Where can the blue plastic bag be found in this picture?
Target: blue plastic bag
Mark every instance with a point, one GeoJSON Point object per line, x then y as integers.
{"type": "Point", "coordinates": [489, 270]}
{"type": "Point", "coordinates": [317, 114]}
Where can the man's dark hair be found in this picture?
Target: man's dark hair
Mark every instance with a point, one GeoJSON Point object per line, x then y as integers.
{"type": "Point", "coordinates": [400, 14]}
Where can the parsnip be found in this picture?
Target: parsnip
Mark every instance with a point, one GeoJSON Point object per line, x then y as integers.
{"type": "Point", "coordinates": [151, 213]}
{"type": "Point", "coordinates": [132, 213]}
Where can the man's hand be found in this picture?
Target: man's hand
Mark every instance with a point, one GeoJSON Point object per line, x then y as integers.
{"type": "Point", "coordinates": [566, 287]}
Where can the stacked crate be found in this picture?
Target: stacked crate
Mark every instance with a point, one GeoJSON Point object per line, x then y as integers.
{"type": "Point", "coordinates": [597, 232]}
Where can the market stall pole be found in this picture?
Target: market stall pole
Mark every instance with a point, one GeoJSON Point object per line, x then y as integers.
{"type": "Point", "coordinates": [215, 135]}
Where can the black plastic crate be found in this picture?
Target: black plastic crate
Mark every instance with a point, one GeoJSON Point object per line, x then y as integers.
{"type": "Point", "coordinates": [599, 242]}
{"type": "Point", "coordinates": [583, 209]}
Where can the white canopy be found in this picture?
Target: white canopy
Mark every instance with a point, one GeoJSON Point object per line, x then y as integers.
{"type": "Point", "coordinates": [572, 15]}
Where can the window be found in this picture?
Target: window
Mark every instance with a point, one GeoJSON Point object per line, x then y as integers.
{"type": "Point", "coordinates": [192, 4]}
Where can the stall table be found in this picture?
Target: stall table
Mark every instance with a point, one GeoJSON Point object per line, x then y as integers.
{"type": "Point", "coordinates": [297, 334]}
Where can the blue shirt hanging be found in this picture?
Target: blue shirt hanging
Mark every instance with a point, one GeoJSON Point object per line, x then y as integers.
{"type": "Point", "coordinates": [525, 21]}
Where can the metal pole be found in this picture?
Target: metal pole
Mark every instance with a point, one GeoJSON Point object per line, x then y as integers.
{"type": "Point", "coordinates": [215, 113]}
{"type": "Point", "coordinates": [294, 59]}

## Exercise objective
Reproduce only the part of the entries that opens with the line containing "Where can the window" and runs through the end of the entries, substituting "vendor table" for "stall table" and leaving everything else unchanged.

## Response
Where can the window be found in this picture?
Target: window
Mark every instance with a point, one GeoJSON Point object per line, x then y as integers.
{"type": "Point", "coordinates": [192, 4]}
Where can the vendor table be found in this picture?
Target: vendor table
Mark every instance with a point, one GeoJSON Point object per line, x then y as integers.
{"type": "Point", "coordinates": [297, 334]}
Where can the blue shirt hanging be found in this picture?
Target: blue shirt hanging
Mark every instance with a point, one GeoJSON Point object per line, x then y as integers.
{"type": "Point", "coordinates": [525, 21]}
Where can the metal pole be found in this picture?
Target: metal pole
Mark every instance with a point, one GeoJSON Point object per line, x then y as integers.
{"type": "Point", "coordinates": [215, 113]}
{"type": "Point", "coordinates": [294, 59]}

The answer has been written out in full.